Exercise instructions: Scale everything from the row containing "of the forearm." down through the end of the rows, and give only those lines again, requests included. Multiply every point coordinate by 0.6 and round to whole numbers, with halves rounding up.
* start Stored records *
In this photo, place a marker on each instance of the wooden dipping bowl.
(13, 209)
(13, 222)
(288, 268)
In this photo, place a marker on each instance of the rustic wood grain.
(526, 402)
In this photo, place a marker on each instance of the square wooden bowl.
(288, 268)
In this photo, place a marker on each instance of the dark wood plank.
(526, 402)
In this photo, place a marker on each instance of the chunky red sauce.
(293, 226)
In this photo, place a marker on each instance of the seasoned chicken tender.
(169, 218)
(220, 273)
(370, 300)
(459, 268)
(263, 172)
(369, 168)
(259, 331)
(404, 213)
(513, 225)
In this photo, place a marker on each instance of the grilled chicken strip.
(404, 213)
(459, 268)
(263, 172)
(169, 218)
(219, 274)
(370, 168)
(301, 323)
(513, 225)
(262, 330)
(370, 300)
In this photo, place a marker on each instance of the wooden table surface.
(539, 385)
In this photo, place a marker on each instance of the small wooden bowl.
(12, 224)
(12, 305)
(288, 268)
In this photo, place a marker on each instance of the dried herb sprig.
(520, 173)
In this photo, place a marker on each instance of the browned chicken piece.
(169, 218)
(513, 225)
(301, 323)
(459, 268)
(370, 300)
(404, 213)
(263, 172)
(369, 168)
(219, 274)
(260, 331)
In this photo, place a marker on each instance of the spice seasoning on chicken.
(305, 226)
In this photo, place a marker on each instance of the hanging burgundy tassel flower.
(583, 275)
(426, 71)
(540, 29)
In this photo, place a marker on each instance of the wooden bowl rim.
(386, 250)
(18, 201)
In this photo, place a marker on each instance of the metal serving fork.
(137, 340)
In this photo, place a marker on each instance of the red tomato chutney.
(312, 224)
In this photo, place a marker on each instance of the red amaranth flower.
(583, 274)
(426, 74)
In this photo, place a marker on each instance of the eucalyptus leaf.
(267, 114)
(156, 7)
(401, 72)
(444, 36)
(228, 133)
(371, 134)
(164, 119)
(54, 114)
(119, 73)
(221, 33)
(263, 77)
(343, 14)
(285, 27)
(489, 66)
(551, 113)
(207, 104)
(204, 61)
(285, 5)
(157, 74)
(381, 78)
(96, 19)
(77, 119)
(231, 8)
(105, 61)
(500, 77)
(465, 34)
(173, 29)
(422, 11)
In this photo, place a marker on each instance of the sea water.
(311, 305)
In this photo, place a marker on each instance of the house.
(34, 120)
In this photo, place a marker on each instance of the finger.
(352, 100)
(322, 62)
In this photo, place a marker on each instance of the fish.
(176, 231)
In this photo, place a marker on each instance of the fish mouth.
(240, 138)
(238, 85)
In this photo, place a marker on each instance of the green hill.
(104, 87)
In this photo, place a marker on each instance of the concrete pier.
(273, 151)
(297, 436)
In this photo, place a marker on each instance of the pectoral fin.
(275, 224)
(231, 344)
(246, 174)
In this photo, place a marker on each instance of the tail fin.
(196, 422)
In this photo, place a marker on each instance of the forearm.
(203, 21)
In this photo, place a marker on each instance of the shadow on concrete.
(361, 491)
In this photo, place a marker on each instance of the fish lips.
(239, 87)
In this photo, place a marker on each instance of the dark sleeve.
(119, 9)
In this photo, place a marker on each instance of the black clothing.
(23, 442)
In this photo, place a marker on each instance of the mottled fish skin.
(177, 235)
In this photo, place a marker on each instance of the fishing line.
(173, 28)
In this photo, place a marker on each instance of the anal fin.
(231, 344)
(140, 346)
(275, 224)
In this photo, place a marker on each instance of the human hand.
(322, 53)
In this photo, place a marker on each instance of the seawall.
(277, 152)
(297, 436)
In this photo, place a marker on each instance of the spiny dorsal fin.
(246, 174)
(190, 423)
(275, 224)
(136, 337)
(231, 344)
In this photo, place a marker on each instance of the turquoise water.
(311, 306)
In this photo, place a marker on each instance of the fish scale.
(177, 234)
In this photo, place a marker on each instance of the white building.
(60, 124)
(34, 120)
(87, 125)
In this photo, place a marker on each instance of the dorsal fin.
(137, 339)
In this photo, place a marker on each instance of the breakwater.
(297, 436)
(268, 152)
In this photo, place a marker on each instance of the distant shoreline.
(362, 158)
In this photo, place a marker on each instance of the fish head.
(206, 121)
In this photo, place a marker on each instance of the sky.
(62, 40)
* end Stored records *
Written response:
In this photo, place a marker on each instance of the forearm.
(122, 13)
In this photo, place a marker on each instance of the shadow on concrete.
(217, 295)
In this photo, place a marker on each instance of the fish lips.
(143, 52)
In this photo, place a marker on each instance of the dark sleeve.
(71, 5)
In this photo, place a marker on each instance of the black clothing.
(14, 265)
In this photo, place a marker on each instance of the mottled fish skin.
(106, 141)
In this photo, place a marker on each instance of the fishing line.
(104, 17)
In this photo, place a marker on each instance of the anal fin.
(139, 206)
(84, 208)
(165, 134)
In this photo, place a marker on each instance of the human hand.
(193, 32)
In this photo, place a marker on each instance of the seawall.
(166, 91)
(178, 262)
In this photo, place a marker on each instance of the spiny dorsal fin.
(148, 104)
(114, 254)
(165, 134)
(82, 202)
(139, 206)
In this photo, place a marker on each instance of the turquoise water.
(187, 184)
In this photo, place a marker on each instance of the fish scale.
(106, 140)
In this photo, place a marker on each instance of the white building.
(36, 74)
(20, 72)
(52, 75)
In this photo, place a marker on each instance of the dorsal fin.
(82, 203)
In this photo, place a marker on each instance of the breakwater.
(178, 262)
(161, 91)
In this photo, place a marker on each instance of the distant shoreline.
(217, 95)
In this photo, place a marker on each instance of the fish head.
(124, 73)
In this photo, place a marker on each instance of the sky.
(37, 24)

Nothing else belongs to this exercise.